_Exercise brief_
From the deep learning course outline below, copy word for word the passage between "function approximation, neural" and "estimate these probabilities.", inclusive.

Main focus is to give you a working set of concepts that you will be able to apply in practice. One lecture will be divided into two parts: theory (~70-90 min) and hands-on session (~45-60 min). Traditional lectures will give a conceptual framework, while the subsequent hands-on sessions will solidify the knowledge. Bring your laptops with you to follow along, or watch the screen.
function approximation, neural networks, supervized learning, activation functions
We will see how the supervized learning task can be seen as conditional probability estimation, and how neural networks can be used to estimate these probabilities.
maximum likelihood principle, regularization, cross-entropy loss, KL divergence, Bias/Variance trade off, cross-validation, hyperparameter tunning
How do we train neural networks to learn complex functions, which we can use as our prediction models? Which optimization problem do we need to solve in order to guarantee a good prediction model? What are best practices, what are pitfalls, and what can go wrong when we train neural networks. Ultimately, how do we measure how good is our prediction model?
backpropagation, convolutional neural network, supervized vs. unsupervized, self-supervized, matrix factorization
How does backpropagation algorithm work? How do we find the optimal parameters for our prediction model? Switch gears to convolutional neural networks. Review convolutional and pooling layers. What is the difference between supervized and unsupervized learning in the context of Deep Learning? How do we learn tasks with NNs?
convolution, skip-connection, transfer learning, segmentation, upconvolution, cardiac applications
Why convolutional neural networks have gained so much attention, and why they are so good at learning features from images? We will review some of the features of different CNN architectures that are responsible for their widespread adoption in different domains. Indeed, CNNs are used to solve various prediction problems, from diagnosis to image segmentation. A review of CNN architectures for the diagnosis of cardiovascular diseases will conclude this lecture.

_Data under study_
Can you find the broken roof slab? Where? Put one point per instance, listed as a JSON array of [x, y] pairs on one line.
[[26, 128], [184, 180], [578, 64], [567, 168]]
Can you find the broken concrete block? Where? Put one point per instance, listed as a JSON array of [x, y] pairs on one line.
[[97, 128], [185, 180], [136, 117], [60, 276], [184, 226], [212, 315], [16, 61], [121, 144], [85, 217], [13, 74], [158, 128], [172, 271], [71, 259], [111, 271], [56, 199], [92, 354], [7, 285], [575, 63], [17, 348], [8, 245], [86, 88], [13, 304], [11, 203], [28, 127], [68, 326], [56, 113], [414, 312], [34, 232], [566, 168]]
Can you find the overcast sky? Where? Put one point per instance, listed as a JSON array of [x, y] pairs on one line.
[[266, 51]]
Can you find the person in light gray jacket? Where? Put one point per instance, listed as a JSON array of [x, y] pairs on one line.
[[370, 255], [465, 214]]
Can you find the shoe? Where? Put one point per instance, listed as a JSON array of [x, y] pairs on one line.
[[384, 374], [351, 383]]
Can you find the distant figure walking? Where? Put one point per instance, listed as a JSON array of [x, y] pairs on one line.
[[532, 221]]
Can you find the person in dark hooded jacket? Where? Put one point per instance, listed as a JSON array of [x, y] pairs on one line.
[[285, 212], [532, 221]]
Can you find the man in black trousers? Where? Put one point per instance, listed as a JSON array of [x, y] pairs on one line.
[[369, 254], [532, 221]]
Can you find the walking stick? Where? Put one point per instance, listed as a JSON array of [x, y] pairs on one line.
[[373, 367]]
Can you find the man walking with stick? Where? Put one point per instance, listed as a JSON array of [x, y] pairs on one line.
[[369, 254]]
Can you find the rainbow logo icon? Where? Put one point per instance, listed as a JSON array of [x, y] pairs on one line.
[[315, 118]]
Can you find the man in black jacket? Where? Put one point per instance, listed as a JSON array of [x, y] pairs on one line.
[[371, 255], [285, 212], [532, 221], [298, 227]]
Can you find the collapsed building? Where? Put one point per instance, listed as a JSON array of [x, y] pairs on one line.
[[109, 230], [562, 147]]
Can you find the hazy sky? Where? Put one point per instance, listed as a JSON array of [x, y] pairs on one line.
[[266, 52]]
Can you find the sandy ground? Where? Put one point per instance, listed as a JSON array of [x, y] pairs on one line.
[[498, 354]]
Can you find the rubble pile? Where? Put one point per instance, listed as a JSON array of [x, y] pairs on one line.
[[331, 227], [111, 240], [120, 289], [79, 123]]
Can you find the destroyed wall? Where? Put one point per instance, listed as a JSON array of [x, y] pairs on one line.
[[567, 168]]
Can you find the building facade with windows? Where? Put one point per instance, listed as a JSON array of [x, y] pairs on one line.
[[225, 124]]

_Result of the task_
function approximation, neural networks, supervized learning, activation functions
We will see how the supervized learning task can be seen as conditional probability estimation, and how neural networks can be used to estimate these probabilities.